__Provided text__.
_ _ _ _ _ _ _
The fact that ICT energy growth in general, and the consumption of electrical energy by the growth of data centers in particular, is more moderate than what was feared in 2007, does not mean that we should not worry about the energy costs of ICT. Energy is a key strategic parameter in the economics of a data center. The price of electricity plays a key role in the strategic decision about where to locate a new data center. In the United States, the cost of electricity has been reduced thanks to the use of non-conventional gas and oil, resulting in data center relocations to locations where electricity costs between $40 and $60 per MWh—those are 40 percent cost reductions with respect to the UK and 70 percent reductions with respect to Germany.

The Energy Balance For and Against ICT

To evaluate ICT's impact on energy consumption, one should ask two questions:

  1. What is ICT's contribution to the creation of value in the production and service industries, and hence how can we assign ICT's use of energy to different industry sectors?
  2. What is ICT's contribution to the reduction of energy consumption?

The first question is not addressed in this article. It is the topic of numerous debates; however, it seems clear ICT contributes to a large and growing part of the economy, which may be larger than the 2 percent reported earlier.
_ _ _ _ _ _ _
__Tasks and exercises__.
(A) In the passage on ICT energy use, what electricity price per MWh do the US locations that data centers moved to have?
(B) Copy the passage on ICT energy use word for word, starting at "1. What is ICT's" and ending at "different industry sectors?".
_ _ _ _ _ _ _
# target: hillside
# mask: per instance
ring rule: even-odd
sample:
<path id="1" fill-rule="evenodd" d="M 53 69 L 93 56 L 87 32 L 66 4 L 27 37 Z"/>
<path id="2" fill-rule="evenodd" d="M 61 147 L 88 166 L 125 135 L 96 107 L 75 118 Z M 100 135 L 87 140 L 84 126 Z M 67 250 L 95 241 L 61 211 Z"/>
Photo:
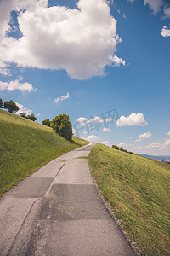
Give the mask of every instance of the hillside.
<path id="1" fill-rule="evenodd" d="M 170 255 L 170 165 L 96 144 L 92 173 L 142 255 Z"/>
<path id="2" fill-rule="evenodd" d="M 52 128 L 0 109 L 0 196 L 38 167 L 83 146 L 70 143 Z"/>

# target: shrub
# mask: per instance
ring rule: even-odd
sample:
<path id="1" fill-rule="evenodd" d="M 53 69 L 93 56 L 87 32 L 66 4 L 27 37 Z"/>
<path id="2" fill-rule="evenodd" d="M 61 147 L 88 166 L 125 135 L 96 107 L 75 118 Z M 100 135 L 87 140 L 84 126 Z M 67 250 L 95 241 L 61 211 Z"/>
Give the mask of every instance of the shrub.
<path id="1" fill-rule="evenodd" d="M 43 125 L 46 125 L 46 126 L 50 126 L 50 120 L 49 120 L 49 119 L 47 119 L 43 120 L 43 121 L 42 122 L 42 124 Z"/>
<path id="2" fill-rule="evenodd" d="M 51 127 L 60 136 L 71 141 L 72 139 L 72 126 L 69 115 L 60 114 L 51 121 Z"/>

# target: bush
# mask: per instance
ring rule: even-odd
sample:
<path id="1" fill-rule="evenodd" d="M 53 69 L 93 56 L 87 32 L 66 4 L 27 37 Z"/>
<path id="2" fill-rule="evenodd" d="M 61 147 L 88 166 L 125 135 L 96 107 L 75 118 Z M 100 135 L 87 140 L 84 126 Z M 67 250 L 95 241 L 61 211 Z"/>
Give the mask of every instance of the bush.
<path id="1" fill-rule="evenodd" d="M 27 117 L 26 117 L 28 119 L 31 119 L 32 121 L 36 121 L 37 120 L 37 118 L 35 117 L 34 113 L 31 113 L 31 114 L 28 114 Z"/>
<path id="2" fill-rule="evenodd" d="M 8 109 L 8 112 L 15 113 L 19 111 L 19 107 L 12 101 L 5 102 L 3 105 L 3 108 Z"/>
<path id="3" fill-rule="evenodd" d="M 46 126 L 50 126 L 50 120 L 49 120 L 49 119 L 47 119 L 43 120 L 43 121 L 42 122 L 42 124 L 43 125 L 46 125 Z"/>
<path id="4" fill-rule="evenodd" d="M 0 98 L 0 108 L 3 108 L 3 100 Z"/>
<path id="5" fill-rule="evenodd" d="M 72 126 L 69 115 L 60 114 L 51 121 L 51 127 L 64 138 L 71 141 L 72 139 Z"/>
<path id="6" fill-rule="evenodd" d="M 21 112 L 20 115 L 26 119 L 26 113 L 25 112 Z"/>

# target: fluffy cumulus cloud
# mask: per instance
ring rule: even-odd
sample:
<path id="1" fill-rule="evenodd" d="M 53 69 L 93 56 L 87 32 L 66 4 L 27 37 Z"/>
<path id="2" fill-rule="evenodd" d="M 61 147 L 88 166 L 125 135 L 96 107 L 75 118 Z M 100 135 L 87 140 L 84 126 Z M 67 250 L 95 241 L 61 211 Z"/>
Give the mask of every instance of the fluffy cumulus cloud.
<path id="1" fill-rule="evenodd" d="M 110 148 L 111 148 L 111 146 L 112 146 L 111 143 L 110 143 L 110 142 L 108 142 L 108 141 L 103 141 L 100 143 L 104 144 L 104 145 L 105 145 L 107 147 L 110 147 Z"/>
<path id="2" fill-rule="evenodd" d="M 26 107 L 24 107 L 22 104 L 15 102 L 15 104 L 19 107 L 19 111 L 16 112 L 17 114 L 20 114 L 22 112 L 25 112 L 26 114 L 31 114 L 32 110 L 29 109 Z"/>
<path id="3" fill-rule="evenodd" d="M 139 136 L 138 140 L 136 140 L 136 142 L 141 142 L 142 140 L 150 138 L 151 137 L 152 137 L 152 134 L 150 132 L 145 132 L 145 133 L 140 134 Z"/>
<path id="4" fill-rule="evenodd" d="M 98 142 L 99 140 L 100 140 L 100 137 L 96 135 L 88 135 L 86 140 L 89 142 Z"/>
<path id="5" fill-rule="evenodd" d="M 32 90 L 35 90 L 31 84 L 27 82 L 22 84 L 20 82 L 22 79 L 23 78 L 20 78 L 15 81 L 10 81 L 10 82 L 0 81 L 0 90 L 8 90 L 9 91 L 13 91 L 14 90 L 19 90 L 23 92 L 31 92 Z"/>
<path id="6" fill-rule="evenodd" d="M 99 116 L 96 115 L 94 117 L 92 117 L 91 119 L 88 119 L 87 118 L 84 117 L 79 117 L 77 119 L 77 122 L 82 125 L 84 125 L 84 124 L 92 124 L 92 123 L 103 123 L 104 119 L 101 119 Z"/>
<path id="7" fill-rule="evenodd" d="M 122 126 L 146 126 L 148 123 L 145 121 L 143 113 L 133 113 L 128 117 L 121 116 L 116 122 L 117 127 Z"/>
<path id="8" fill-rule="evenodd" d="M 166 26 L 163 26 L 161 35 L 164 38 L 170 37 L 170 29 L 168 29 Z"/>
<path id="9" fill-rule="evenodd" d="M 112 130 L 110 128 L 107 128 L 107 127 L 104 127 L 103 131 L 110 132 L 110 131 L 112 131 Z"/>
<path id="10" fill-rule="evenodd" d="M 114 55 L 113 57 L 111 57 L 111 60 L 114 63 L 113 65 L 116 67 L 119 67 L 121 64 L 122 64 L 123 66 L 125 66 L 125 64 L 126 64 L 126 61 L 124 60 L 117 57 L 116 55 Z"/>
<path id="11" fill-rule="evenodd" d="M 121 38 L 108 3 L 79 0 L 77 8 L 71 9 L 48 7 L 48 0 L 2 0 L 1 61 L 24 67 L 65 69 L 77 79 L 102 76 L 107 65 L 125 65 L 125 61 L 115 55 Z M 7 35 L 13 30 L 9 26 L 12 10 L 19 14 L 19 38 Z"/>
<path id="12" fill-rule="evenodd" d="M 67 94 L 65 96 L 61 96 L 60 97 L 55 98 L 54 100 L 54 102 L 59 103 L 60 102 L 65 101 L 65 100 L 67 100 L 69 98 L 70 98 L 70 94 L 69 94 L 69 92 L 67 92 Z"/>

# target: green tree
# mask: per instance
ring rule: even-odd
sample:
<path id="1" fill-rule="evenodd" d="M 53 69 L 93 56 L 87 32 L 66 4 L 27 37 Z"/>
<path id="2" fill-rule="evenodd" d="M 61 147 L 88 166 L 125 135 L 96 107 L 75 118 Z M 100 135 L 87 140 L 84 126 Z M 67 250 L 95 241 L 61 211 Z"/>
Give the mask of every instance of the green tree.
<path id="1" fill-rule="evenodd" d="M 118 149 L 119 150 L 119 147 L 116 146 L 116 145 L 112 145 L 112 148 L 114 149 Z"/>
<path id="2" fill-rule="evenodd" d="M 26 117 L 26 113 L 25 113 L 25 112 L 21 112 L 20 113 L 20 115 L 21 116 L 21 117 L 24 117 L 24 118 L 27 118 Z"/>
<path id="3" fill-rule="evenodd" d="M 72 139 L 72 126 L 69 115 L 64 113 L 54 117 L 51 121 L 51 127 L 65 139 Z"/>
<path id="4" fill-rule="evenodd" d="M 0 98 L 0 108 L 3 108 L 3 100 Z"/>
<path id="5" fill-rule="evenodd" d="M 35 117 L 34 113 L 31 113 L 31 114 L 28 114 L 27 117 L 26 117 L 28 119 L 31 119 L 32 121 L 36 121 L 37 120 L 37 118 Z"/>
<path id="6" fill-rule="evenodd" d="M 3 108 L 8 109 L 8 112 L 10 113 L 15 113 L 19 111 L 19 107 L 12 101 L 10 100 L 9 102 L 5 102 Z"/>
<path id="7" fill-rule="evenodd" d="M 43 120 L 43 121 L 42 122 L 42 124 L 43 125 L 46 125 L 46 126 L 50 126 L 50 120 L 49 120 L 49 119 L 47 119 Z"/>

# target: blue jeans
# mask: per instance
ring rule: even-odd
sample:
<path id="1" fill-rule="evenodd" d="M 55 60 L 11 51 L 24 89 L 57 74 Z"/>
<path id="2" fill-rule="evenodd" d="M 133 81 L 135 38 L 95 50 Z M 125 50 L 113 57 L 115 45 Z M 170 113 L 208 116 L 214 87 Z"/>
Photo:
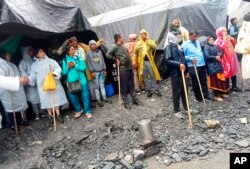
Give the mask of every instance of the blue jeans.
<path id="1" fill-rule="evenodd" d="M 101 100 L 100 90 L 102 94 L 102 99 L 106 100 L 106 91 L 104 87 L 105 75 L 104 72 L 95 72 L 95 78 L 93 79 L 93 86 L 95 90 L 96 100 Z"/>
<path id="2" fill-rule="evenodd" d="M 79 94 L 68 93 L 69 100 L 72 103 L 72 105 L 74 106 L 76 112 L 82 111 L 82 106 L 80 104 L 80 100 L 81 100 L 83 105 L 84 105 L 83 112 L 85 114 L 92 113 L 91 106 L 90 106 L 88 84 L 84 84 L 81 86 L 82 86 L 81 93 L 79 93 Z"/>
_ _ _ _ _ _ _
__Outputs in order__.
(A) Between $40 and $60 per MWh.

(B)
1. What is ICT's contribution to the creation of value in the production and service industries, and hence how can we assign ICT's use of energy to different industry sectors?